▸ **Passage for review**
Occo and McAllen

Case

[2010] FamCA 929

6 October 2010


FAMILY COURT OF AUSTRALIA

OCCO & MCALLEN [2010] FamCA 929
FAMILY LAW – CHILDREN – ADOPTION – Leave to commence proceedings under s60G – Leave granted
Family Law Act 1975 (Cth) ss 60G(1), 60G(2), 60F(4)(a), 60HA(3)(a), 61E, 65J, 60CC, 60CG

Brock & Brock [2007] FamCA 1594
Berry & Wratten [2010] FamCA 75

Reynolds & Donaldson [2008] FamCA 518

APPLICANTS: Mrs and Mr Occo
RESPONDENT: Mr McAllen
FILE NUMBER: BRC 5411 of 2010
DATE DELIVERED: 6 October 2010
PLACE DELIVERED: Brisbane
PLACE HEARD: Brisbane
JUDGMENT OF: O'Reilly
HEARING DATE: 6 October 2010

REPRESENTATION

SOLICITOR FOR THE APPLICANTS:

Ms McKinnon

Slater & Gordon

THE RESPONDENT: No appearance

Orders

IT IS ORDERED

  1. The attempted service by postage on 21 June 2010 to the respondent at his last known address … NSW be deemed good service on him and further service or attempted service otherwise be dispensed with.

  2. Pursuant to s60G of the Family Law Act 1975 (Cth) Mrs Occo and Mr Occo have leave to commence proceedings for the adoption of Y born … September 2000.

IT IS NOTED that publication of this judgment under the pseudonym Occo & Occo & McAllen is approved pursuant to s 121(9)(g) of the Family Law Act 1975 (Cth).

FAMILY COURT OF AUSTRALIA AT BRISBANE

FILE NUMBER: BRC 5411 of 2010

MRS AND MR OCCO

Applicants

And

MR MCALLEN

Respondent

REASONS FOR JUDGMENT

  1. This is an application under section 60G(1) of the Family Law Act 1975 (Cth) by Mrs Occo and Mr Occo that they have lave to commence proceedings for the adoption of Y born in September 2000 now 10 years. Mrs Occo is the child’s biological mother. Mr Occo is her husband.

  2. The child’s biological father is Mr McAllen. Mrs and Mr Occo have not been able to locate him for service.  On 18 August 2010, I ordered:

    1    The applicants take the following steps to endeavour to identify an address in Australia to which documents posted and addressed to the respondent may be likely to come to his attention:

    a.   Electoral roll and White Pages electronic searches in the respondent’s name

    b.   Electoral roll and White Pages electronic searches in the name/s of any male sibling/s of the respondent known to the mother.

[Rows from a data source]
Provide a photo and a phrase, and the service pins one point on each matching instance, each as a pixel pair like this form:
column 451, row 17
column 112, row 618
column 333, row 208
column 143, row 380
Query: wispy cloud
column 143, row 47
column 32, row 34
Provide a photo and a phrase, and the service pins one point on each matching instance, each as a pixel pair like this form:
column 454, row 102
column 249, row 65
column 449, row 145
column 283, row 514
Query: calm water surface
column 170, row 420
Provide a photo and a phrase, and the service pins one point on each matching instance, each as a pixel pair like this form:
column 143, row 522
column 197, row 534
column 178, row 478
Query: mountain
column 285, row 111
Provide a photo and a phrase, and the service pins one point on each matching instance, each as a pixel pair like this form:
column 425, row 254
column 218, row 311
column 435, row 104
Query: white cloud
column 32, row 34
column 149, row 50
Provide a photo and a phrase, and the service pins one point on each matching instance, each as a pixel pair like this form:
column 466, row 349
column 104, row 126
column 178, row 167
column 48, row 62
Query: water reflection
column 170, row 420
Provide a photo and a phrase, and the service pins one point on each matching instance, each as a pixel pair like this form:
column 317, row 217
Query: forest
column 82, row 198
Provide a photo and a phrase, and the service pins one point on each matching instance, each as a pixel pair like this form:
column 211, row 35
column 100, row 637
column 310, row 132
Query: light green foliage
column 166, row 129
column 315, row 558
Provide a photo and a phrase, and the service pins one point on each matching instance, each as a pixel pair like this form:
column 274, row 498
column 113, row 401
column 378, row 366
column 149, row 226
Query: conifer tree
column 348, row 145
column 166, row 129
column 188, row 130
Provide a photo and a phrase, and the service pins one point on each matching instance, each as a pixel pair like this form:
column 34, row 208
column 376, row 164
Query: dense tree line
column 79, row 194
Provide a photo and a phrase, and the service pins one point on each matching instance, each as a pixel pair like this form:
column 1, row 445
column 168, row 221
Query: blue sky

▸ **Assignment 1**
In the Occo and McAllen judgment, on what date was the attempted service by postage to the respondent made?
▸ **Assignment 2**
Please continue the Occo and McAllen judgment from where it stops.

▸ **Written reply 1**
21 June 2010

▸ **Written reply 2**
    2    The applicants, following the taking of those steps, post in envelope/s addressed to the respondent to such address/es as may be obtained by that process, by prepaid post, copies of the documents filed in this matter and this order.  

    3    Such steps, when taken, be deemed to be good service on the respondent and service otherwise be dispensed with.

  3. Since then, in compliance with those orders, I am satisfied that all possible steps to locate Mr McAllen have been taken.  See the affidavit of JG filed 10 September 2010.  For context, see also the earlier affidavit of HM filed 20 August 2010 which deposes to earlier posting of the application and material in support as it was at 21 June 2010 to Mr McAllen to his last known address.  The steps taken are exhaustive and in those circumstances despite my order 18 August 2010 I will order that the attempted service by postage on 21 June 2010 to Mr McAllen at his last known address … New South Wales be deemed good service on him and that further service or attempted service otherwise be dispensed with.

  4. The Adoption Act 2009 (Qld) provides by section 92(1)(d) that a person may apply to the chief executive to arrange an adoption by the person of a stated child if the person has been granted leave under section 60G(1) of the Family Law Act 1975 (Cth) and other matters. Under section 60G(2) of the Commonwealth Act, I am required to consider whether the granting of leave would be in Y’s best interests having regard to the effect of section 60F(4)(a) or section 60HA(3)(a) and sections 61E and 65J.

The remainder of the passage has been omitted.